◆ Written request 1:
According to the introduction to alphabets, how many letters did the Roman alphabet have?
◆ Written request 2:
Reproduce the passage of the introduction to alphabets that opens with the words containing "A letter is" and closes with "alpha and beta.".
◆ Written request 3:
Resume the introduction to alphabets, picking up right after its final sentence.

◆ Extract to read:
Alphabets: A Brief Introduction

An alphabet is the ordered, standardized set of letters that is used to write or print a written language.

A letter is a character in an alphabet that represents one or several, alternative phonemes (i.e., the fundamental sounds of a spoken language) and/or that is used in combinations with other letters to represent one or several, alternative phonemes. A character is any letter, symbol or mark used in writing or printing a language. In addition to letters of alphabets, characters include numerals, punctuation marks and symbols used by non-alphabetic writing systems.

Alphabets are by far the most common of the several types of systems, also called scripts, that are used to write languages. Most alphabets, including that used by the English language, are based on the Roman alphabet (also referred to as the Latin alphabet), which was first used by the ancient Romans to write Latin.

Origin of Alphabets

The word alphabet is derived from the first two letters of the Greek alphabet, alpha and beta.

The oldest known writing system is cuneiform (named after the wedge-like shapes of the characters that were formed in clay tablets with reed styluses), which emerged in Sumer (in the southern part of what is now Iraq) more than 5,000 years ago. It was followed closely by the development of writing in Egypt and the Indus valley (in western India).

Most scholars believe that the first alphabets originated in the Near East, perhaps evolving from, or at least being influenced by, cuneiform or Egyptian hieroglyphics. The first widely used alphabet appears to have been that of the Phoenicians (who originated in what is now Lebanon), which was in use by at least 1,200 b.c. This alphabet contained 22 letters for consonant sounds and had no letters for vowels (as is the case with the Hebrew and Arabic alphabets, which descended from it). The Phoenicians spread their alphabet around the Mediterranean, including to the Greeks and the Etruscans (who preceded the Romans in Italy).

The Roman alphabet was adapted mainly from the Etruscan alphabet during the 7th century BC; exceptions included Y and Z, which were taken from the Greek alphabet. The Roman alphabet had 23 letters. As with the Phoenician, Greek and other early alphabets, there were no lower case (i.e., small) letters, only upper case (i.e., capital) letters. Also, there was no punctuation, and there were no spaces between words. The Romans wrote numbers with seven letters of the alphabet (i.e., Roman numerals) rather than with the Arabic numerals that are almost universally used today.

◆ Material provided:
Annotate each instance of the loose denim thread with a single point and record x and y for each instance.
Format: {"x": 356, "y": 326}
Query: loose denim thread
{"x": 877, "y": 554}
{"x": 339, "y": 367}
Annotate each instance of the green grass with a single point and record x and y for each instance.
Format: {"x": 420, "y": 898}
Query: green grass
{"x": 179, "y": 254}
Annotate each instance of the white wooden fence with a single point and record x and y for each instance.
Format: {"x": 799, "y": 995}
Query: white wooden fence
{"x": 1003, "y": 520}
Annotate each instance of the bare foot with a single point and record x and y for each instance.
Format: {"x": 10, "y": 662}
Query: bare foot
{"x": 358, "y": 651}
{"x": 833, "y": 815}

◆ Exercise response 1:
23

◆ Exercise response 2:
A letter is a character in an alphabet that represents one or several, alternative phonemes (i.e., the fundamental sounds of a spoken language) and/or that is used in combinations with other letters to represent one or several, alternative phonemes. A character is any letter, symbol or mark used in writing or printing a language. In addition to letters of alphabets, characters include numerals, punctuation marks and symbols used by non-alphabetic writing systems.

Alphabets are by far the most common of the several types of systems, also called scripts, that are used to write languages. Most alphabets, including that used by the English language, are based on the Roman alphabet (also referred to as the Latin alphabet), which was first used by the ancient Romans to write Latin.

Origin of Alphabets

The word alphabet is derived from the first two letters of the Greek alphabet, alpha and beta.

◆ Exercise response 3:
The modern Roman alphabet as used to write the English language contains 26 letters, each in an upper case and a lower case version. Other characters used by English include the Arabic numerals, punctuation marks and a variety of symbols (e.g., the ampersand, the equals sign and the dollar sign). Many other modern languages that use the Roman alphabet add a variety of accents to some of the basic letters, and some also add a few extra letters.


A phoneme is a basic sound, or range of similar sounds, that can distinguish words in a given language. That is, changing one phoneme in a word can produce another word -- or make the word unintelligible. For example, changing the first phoneme on the word cat can produce a word with a very different meaning, such as rat.

Some phonemes in a particular language can be pronounced in slightly different ways and still be recognized as those phonemes. However, the range of sounds that constitutes a single phoneme in one language may contain multiple phonemes of another language. For example, in the English language the letters l and r represent two different phonemes. Consequently, there is usually no confusion when a native speaker hears the words led and red spoken. However, in the Japanese language these are not distinctive sounds, and there is a single phoneme which includes the range of sounds between the sounds represented by the English characters l and r. Thus there are no characters in the Japanese writing system which can specifically represent an l as opposed to an r; there are only characters that represent both sounds inclusive of intermediate sounds.

The number of phonemes varies widely according to the language. Languages can contain from two to 30 vowels and from five to more than 100 consonants. The English language has approximately 41 phonemes (depending upon the dialect), which is above average because of its relatively large number of vowel phonemes, at 13. At the extremes are Pirahã (an indigenous language of Brazil), which has only 10 phonemes, and !Xóõ (an indigenous language of Botswana and Namibia), which has 141!

The International Phonetic Alphabet (IPA) was devised in the 1880s as a means of representing all of the several hundred phonemes that are used by the world's currently spoken languages. It was based on the Roman alphabet but added a number of letters, including variations of existing letters. The IPA is used by linguists as a basis for describing the sounds of languages and is also used in some dictionaries and text books to indicate pronunciation.

Phonemes and Letters

In most written languages there is not a one-to-one correspondence between letters and phonemes. That is, there are (1) some letters that can represent more than one phoneme (but only one at a time) and/or (2) some phonemes that can be represented by alternative individual letters and/or some combination(s) of letters.

For example, in English the letter c represents multiple sounds, such as in cat and face. Also, the c sound as used in cat is written with k in many words, such as in the word cake, and the c sound as used in face is written with an s in many words, such as in vase. This is in contrast to some letters (such as b) that represent only a single sound and whose sound can be represented only by that letter. Some letters represent only a single sound when used by themselves but indicate a different sound when used in combination with certain other letters, e.g. the g and h in laugh indicate an f sound.

A language in which each letter represents only one phoneme and every phoneme is represented by only one letter is often popularly (but not accurately) called a phonetic language. In such a language, a writer could predict the spelling of a word given its pronunciation, and a speaker could predict the pronunciation of a word given its spelling.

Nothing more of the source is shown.